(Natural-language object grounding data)
# # #

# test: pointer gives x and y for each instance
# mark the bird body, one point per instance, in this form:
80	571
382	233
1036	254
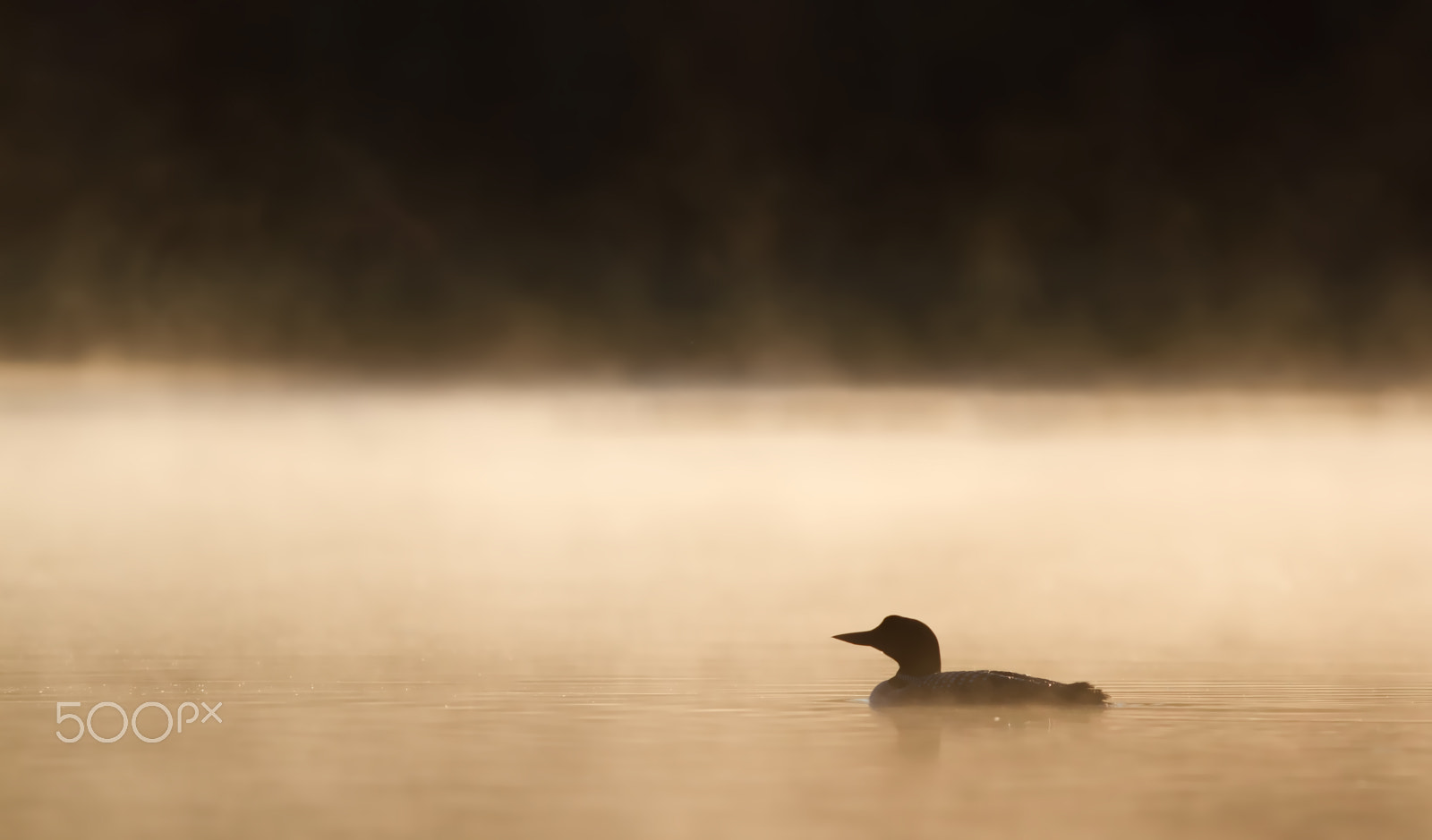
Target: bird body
920	682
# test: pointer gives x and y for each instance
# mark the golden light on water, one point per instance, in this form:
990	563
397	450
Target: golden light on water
541	611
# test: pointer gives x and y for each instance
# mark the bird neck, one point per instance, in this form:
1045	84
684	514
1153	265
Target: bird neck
920	665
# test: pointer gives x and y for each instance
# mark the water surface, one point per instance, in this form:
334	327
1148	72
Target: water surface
606	615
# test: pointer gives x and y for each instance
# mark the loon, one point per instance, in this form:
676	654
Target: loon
920	682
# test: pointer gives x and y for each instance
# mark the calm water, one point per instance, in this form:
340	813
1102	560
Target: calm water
608	615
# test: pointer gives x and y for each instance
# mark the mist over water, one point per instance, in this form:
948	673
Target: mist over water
544	611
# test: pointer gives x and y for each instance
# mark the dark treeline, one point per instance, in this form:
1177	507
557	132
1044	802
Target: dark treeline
722	188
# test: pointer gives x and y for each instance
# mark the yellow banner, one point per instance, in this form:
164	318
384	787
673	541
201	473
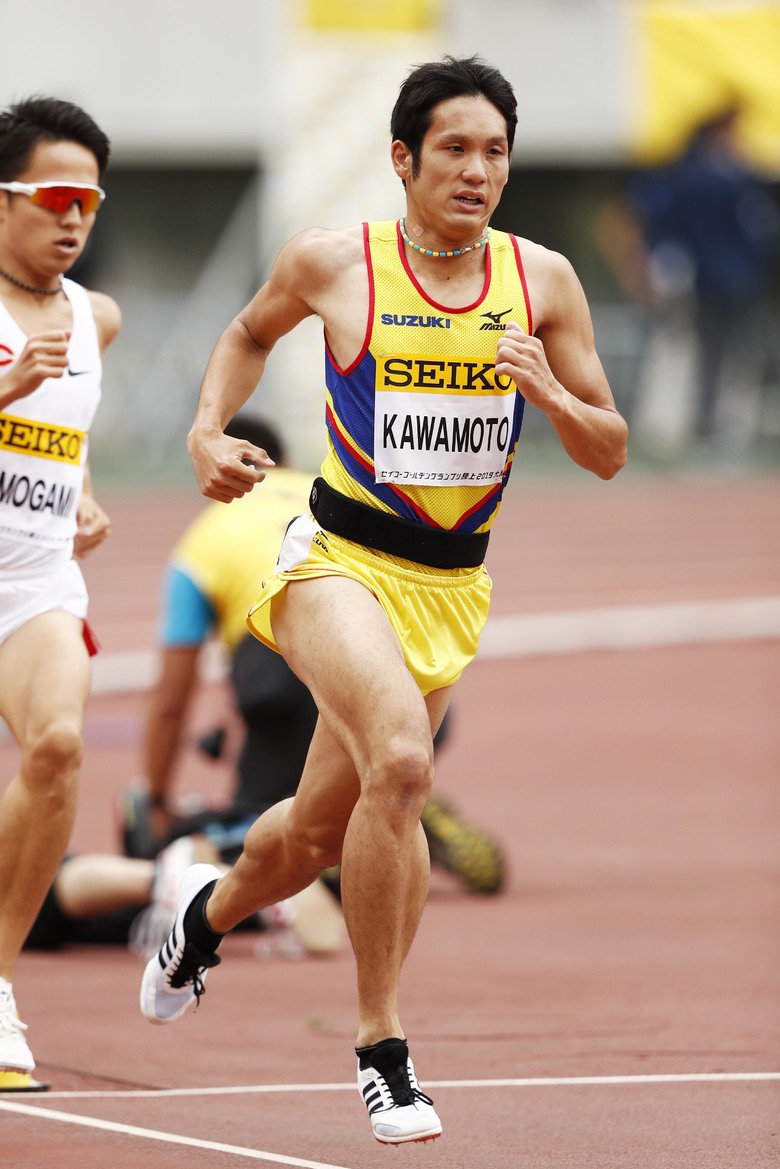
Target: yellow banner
372	15
696	59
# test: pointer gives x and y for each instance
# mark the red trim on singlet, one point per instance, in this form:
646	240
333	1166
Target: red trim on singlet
442	308
480	503
357	454
90	640
523	281
366	340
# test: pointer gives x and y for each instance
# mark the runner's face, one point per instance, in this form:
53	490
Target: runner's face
34	240
463	170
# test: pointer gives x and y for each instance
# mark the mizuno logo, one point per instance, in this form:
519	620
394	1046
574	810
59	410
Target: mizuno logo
495	319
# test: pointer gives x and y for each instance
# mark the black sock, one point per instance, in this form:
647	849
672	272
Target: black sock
195	927
388	1051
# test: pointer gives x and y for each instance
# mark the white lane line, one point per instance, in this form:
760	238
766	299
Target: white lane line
527	635
152	1134
527	1083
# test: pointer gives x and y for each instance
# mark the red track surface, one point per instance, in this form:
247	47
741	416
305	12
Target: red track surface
636	794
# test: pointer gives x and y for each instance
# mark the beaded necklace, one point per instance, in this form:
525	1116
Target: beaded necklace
28	288
443	255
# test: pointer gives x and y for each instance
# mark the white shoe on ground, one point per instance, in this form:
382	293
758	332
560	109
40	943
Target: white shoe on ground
399	1111
14	1053
152	926
174	977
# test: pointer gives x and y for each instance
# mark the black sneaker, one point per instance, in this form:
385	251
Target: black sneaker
174	977
462	849
399	1111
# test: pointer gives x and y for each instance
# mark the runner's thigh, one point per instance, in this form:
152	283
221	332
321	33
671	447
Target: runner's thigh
43	672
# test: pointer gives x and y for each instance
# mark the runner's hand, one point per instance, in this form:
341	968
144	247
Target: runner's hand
226	468
45	355
523	359
94	526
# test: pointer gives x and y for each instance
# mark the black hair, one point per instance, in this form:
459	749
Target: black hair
259	433
437	81
25	124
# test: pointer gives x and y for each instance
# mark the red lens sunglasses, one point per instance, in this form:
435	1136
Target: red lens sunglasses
59	196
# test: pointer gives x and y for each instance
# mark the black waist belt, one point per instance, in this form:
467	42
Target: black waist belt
373	528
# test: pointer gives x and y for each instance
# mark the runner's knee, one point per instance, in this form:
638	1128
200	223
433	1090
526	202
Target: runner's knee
401	776
52	758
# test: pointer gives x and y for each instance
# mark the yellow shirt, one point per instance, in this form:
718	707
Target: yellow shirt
229	547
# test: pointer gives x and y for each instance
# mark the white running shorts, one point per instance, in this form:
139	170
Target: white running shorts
23	597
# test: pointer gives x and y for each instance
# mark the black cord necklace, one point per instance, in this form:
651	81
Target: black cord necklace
28	288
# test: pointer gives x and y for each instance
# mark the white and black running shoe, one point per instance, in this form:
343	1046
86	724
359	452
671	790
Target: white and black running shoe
399	1111
174	977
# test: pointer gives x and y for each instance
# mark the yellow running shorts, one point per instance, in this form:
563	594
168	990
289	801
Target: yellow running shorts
437	616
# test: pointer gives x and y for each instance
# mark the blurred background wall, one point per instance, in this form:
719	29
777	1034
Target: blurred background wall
235	125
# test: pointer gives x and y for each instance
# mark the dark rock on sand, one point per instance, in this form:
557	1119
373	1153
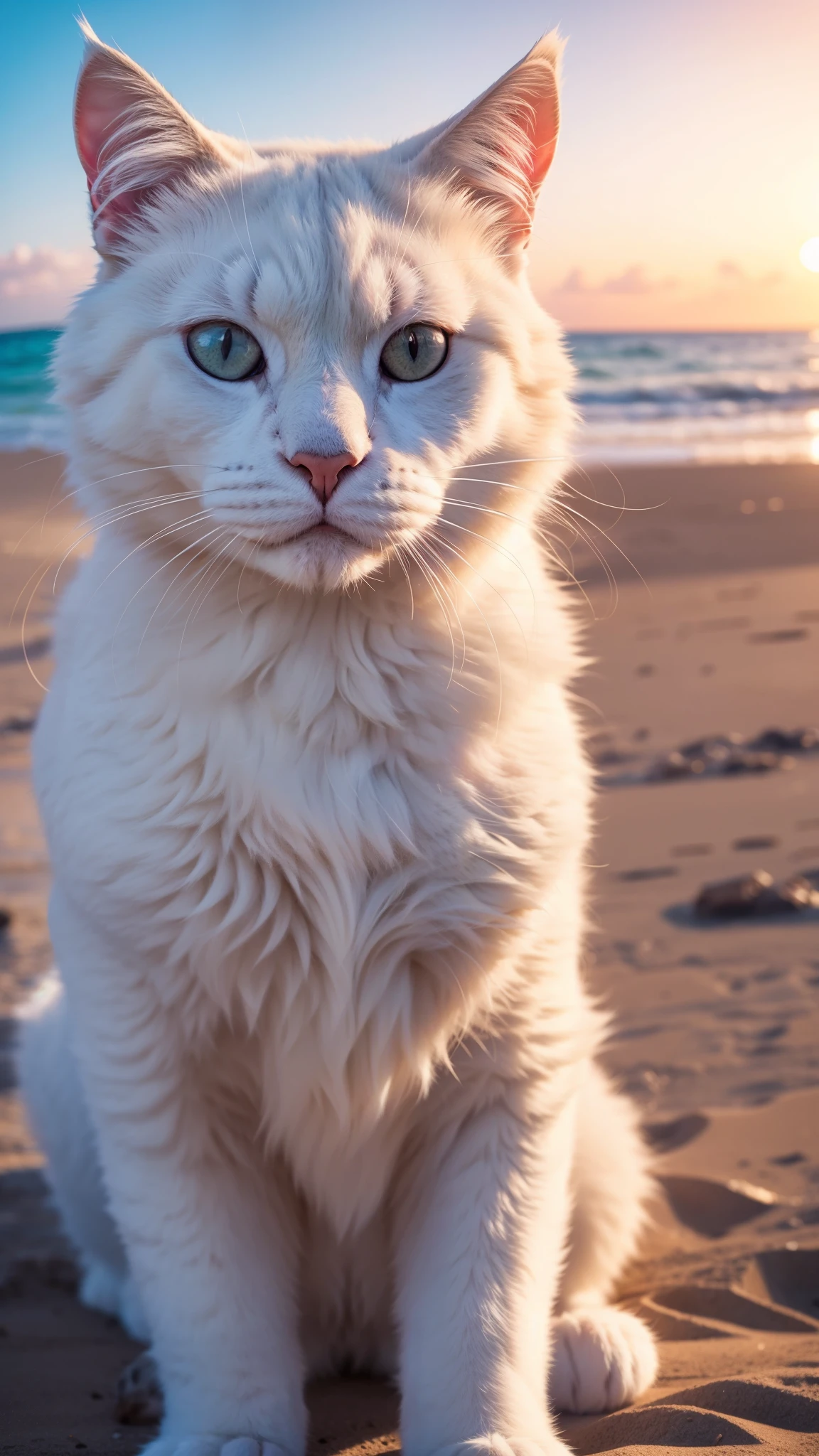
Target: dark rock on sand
755	896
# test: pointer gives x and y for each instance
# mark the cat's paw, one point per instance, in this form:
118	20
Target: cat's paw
208	1445
602	1359
139	1392
496	1445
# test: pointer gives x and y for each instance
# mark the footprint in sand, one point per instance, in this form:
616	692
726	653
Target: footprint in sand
665	1138
712	1207
659	1428
788	1278
720	1413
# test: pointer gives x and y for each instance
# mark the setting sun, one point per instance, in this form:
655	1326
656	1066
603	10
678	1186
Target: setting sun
809	254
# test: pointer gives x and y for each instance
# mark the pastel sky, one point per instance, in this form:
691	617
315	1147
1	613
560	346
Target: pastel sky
685	181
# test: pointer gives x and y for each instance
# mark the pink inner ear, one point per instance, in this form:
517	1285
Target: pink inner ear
544	129
98	111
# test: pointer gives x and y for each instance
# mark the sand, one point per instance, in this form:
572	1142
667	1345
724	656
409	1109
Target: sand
710	628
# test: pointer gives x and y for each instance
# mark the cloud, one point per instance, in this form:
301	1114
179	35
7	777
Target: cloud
732	274
28	273
37	284
633	280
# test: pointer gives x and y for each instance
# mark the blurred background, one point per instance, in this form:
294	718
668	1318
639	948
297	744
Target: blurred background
684	198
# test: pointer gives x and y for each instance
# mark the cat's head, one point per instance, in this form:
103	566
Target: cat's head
296	354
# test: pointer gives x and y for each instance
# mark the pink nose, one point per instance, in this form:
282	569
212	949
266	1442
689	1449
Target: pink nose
324	471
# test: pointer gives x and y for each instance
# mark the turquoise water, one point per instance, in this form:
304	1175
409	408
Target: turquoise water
643	397
30	418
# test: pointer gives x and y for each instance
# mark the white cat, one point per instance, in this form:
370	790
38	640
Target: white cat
315	794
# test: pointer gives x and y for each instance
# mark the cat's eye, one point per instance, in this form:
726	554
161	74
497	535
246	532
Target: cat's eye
414	353
225	350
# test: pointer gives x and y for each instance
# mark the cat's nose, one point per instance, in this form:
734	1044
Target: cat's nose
324	471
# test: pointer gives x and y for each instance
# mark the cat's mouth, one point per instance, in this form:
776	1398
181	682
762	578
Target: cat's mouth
318	532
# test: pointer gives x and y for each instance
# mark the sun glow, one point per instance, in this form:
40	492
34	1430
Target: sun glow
809	254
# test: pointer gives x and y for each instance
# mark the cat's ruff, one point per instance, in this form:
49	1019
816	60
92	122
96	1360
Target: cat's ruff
316	801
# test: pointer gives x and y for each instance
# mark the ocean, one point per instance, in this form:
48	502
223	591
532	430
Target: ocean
643	398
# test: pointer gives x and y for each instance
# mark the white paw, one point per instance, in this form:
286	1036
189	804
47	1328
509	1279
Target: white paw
208	1445
602	1359
496	1445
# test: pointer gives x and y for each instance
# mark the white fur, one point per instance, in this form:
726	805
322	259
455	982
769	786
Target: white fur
318	810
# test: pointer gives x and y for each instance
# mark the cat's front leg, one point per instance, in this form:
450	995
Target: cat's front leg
210	1232
481	1224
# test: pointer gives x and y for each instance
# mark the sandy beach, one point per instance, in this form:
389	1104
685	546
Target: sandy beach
701	604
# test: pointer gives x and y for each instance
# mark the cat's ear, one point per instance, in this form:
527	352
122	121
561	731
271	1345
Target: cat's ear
502	146
133	140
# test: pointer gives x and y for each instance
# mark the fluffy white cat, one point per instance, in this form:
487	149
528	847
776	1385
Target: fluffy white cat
316	1083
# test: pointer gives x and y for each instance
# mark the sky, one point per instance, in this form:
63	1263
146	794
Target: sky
685	183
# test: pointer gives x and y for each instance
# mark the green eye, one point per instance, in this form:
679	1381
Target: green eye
225	350
414	353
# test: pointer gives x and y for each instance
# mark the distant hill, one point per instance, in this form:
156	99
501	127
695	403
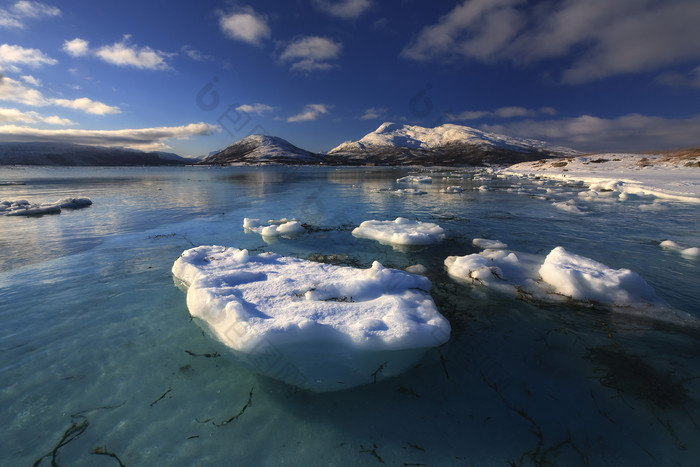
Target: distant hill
261	149
65	154
396	144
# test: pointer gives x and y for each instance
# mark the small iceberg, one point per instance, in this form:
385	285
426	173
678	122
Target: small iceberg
452	189
692	252
401	231
564	276
279	228
316	326
22	207
415	179
73	203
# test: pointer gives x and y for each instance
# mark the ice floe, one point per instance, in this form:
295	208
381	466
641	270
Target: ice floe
415	179
313	325
560	276
692	252
274	228
400	231
452	189
486	244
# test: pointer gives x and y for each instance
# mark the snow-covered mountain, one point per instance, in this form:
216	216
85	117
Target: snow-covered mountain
395	144
262	149
65	154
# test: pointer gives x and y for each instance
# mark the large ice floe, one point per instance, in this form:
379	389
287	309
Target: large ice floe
23	207
562	276
316	326
400	231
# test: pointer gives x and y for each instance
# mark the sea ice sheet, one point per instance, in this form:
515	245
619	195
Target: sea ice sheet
328	327
400	231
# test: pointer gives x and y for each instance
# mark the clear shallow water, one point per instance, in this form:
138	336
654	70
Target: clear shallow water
97	349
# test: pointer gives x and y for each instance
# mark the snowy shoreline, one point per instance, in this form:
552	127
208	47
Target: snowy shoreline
671	176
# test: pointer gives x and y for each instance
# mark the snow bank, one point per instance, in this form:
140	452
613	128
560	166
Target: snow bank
71	203
452	189
621	176
275	228
584	279
401	231
22	207
415	179
560	274
692	252
486	244
313	325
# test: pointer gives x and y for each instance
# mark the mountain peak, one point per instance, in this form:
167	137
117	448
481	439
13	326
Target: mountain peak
262	149
445	144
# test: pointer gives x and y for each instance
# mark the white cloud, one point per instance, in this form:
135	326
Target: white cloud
311	53
13	91
259	109
347	9
633	132
245	25
596	38
31	80
310	112
17	13
195	54
86	105
374	113
10	115
123	54
18	55
141	138
76	47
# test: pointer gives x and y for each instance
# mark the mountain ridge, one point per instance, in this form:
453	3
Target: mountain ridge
69	154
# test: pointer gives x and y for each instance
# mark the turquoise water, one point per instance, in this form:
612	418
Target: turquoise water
98	353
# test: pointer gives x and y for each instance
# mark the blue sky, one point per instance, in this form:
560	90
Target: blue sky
194	77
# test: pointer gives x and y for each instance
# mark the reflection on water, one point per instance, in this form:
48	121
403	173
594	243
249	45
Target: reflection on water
96	336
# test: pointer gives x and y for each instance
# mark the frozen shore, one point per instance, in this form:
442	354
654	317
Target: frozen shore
672	175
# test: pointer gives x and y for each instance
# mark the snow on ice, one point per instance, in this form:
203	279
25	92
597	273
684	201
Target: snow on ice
23	207
692	252
401	231
328	327
274	228
560	276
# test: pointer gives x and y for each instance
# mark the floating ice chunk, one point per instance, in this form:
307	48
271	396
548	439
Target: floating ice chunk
317	326
274	230
569	206
497	269
22	207
559	274
409	191
417	269
415	179
584	279
486	244
692	252
401	231
452	189
73	202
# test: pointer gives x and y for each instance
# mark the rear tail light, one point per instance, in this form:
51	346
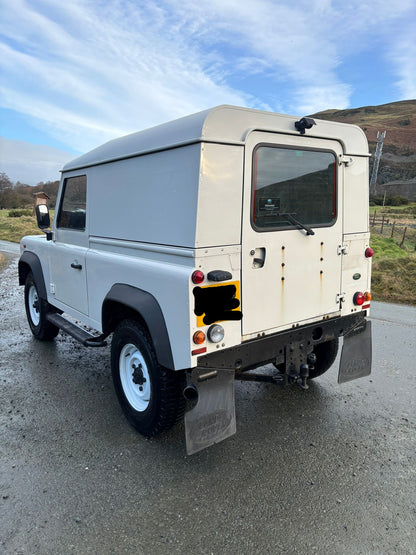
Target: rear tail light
358	298
198	277
361	298
216	333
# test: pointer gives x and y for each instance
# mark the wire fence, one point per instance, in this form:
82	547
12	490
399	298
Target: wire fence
404	234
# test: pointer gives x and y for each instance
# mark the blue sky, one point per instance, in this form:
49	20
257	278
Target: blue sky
76	74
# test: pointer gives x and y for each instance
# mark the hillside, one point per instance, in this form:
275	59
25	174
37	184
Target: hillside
397	171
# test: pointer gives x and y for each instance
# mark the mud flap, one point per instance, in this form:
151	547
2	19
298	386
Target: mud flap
356	353
213	418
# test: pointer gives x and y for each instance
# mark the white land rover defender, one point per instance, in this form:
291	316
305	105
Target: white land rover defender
207	247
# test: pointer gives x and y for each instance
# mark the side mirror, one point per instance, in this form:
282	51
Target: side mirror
42	216
43	219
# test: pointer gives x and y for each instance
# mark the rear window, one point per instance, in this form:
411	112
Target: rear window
292	185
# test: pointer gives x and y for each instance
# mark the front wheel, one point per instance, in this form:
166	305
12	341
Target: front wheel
36	311
151	396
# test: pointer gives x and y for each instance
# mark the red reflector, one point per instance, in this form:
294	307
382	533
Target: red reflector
358	298
197	277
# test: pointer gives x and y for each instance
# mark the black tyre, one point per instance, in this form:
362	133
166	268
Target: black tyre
326	353
36	311
150	395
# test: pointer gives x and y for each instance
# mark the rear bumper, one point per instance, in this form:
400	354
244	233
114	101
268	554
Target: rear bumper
271	348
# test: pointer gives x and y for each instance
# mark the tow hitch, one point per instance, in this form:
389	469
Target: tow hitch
290	377
210	392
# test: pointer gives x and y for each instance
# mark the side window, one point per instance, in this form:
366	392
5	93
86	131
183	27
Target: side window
293	184
73	206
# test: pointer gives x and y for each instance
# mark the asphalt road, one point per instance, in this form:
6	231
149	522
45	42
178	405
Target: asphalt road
330	470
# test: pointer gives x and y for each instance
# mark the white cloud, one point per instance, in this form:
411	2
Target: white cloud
90	70
29	163
403	56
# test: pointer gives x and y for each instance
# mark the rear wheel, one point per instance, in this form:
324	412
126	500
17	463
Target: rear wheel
326	353
150	395
36	311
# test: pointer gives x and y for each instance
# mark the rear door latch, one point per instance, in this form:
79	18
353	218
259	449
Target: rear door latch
342	249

# # #

An exact copy of the lines from the one containing "# mark the mud" through the end of the data above is the whole answer.

Problem solution ▸
# mark the mud flap, one point per instance, in this form:
151	547
2	19
298	386
Target: mud flap
356	353
213	418
# test: pointer gives x and y for each instance
# mark the white land rover defender, one point per instance, in this form:
291	316
305	105
Target: white land rover defender
207	247
# test: pointer gives x and y for each instance
# mark the side mirror, one point per instance, in this form:
282	51
Target: side mirror
42	216
43	219
# test: pointer gives x and y for each instance
# mark the rear window, one point per instance, in this form:
411	112
Target: rear window
292	185
# test: pointer gives x and y for each instance
# mark the front wheel, one point per instance, in this form:
166	305
12	341
Target: front wheel
36	311
151	396
# test: pointer gives x and y for each instance
# mark the red reflector, one point per instance, in this form:
294	307
382	533
Target: red reflector
358	298
197	277
# test: pointer gives x and y for each instance
# mark the black tyre, one point per instance, in this form:
362	133
166	268
Target: black tyre
326	353
36	311
150	395
# test: pointer gives x and y for each instance
# mark the rear bumper, one point per instance, in this form:
400	354
244	233
114	101
268	554
Target: rear bumper
271	348
# test: pointer gives x and y for each instance
# mark the tow hitch, one point per instance, in this form:
389	469
Target: tow hitch
290	377
210	392
# test: pointer gives x and y for each instance
# mark the side window, one point per instance, in this form:
366	392
5	93
86	131
183	27
Target: side window
293	184
73	206
# test: pointer gives x and y for each instance
# mark the asphalt road, one point per instance, in this form:
6	231
149	522
45	42
178	405
Target: asphalt road
330	470
# test: pointer gives x and y for each instance
# mark the white cloud, one point per instance, in this form:
411	2
Target: white cloud
90	70
29	163
403	56
# test: pointer gives x and y for each instance
# mark the rear wheel, one point per instance, in this form:
324	412
126	500
17	463
Target: rear wheel
326	353
150	395
36	311
# test: pointer gives x and y for each instance
# mark the rear door latch, one point per instance, in this form:
79	18
353	218
259	449
Target: rear door latch
342	249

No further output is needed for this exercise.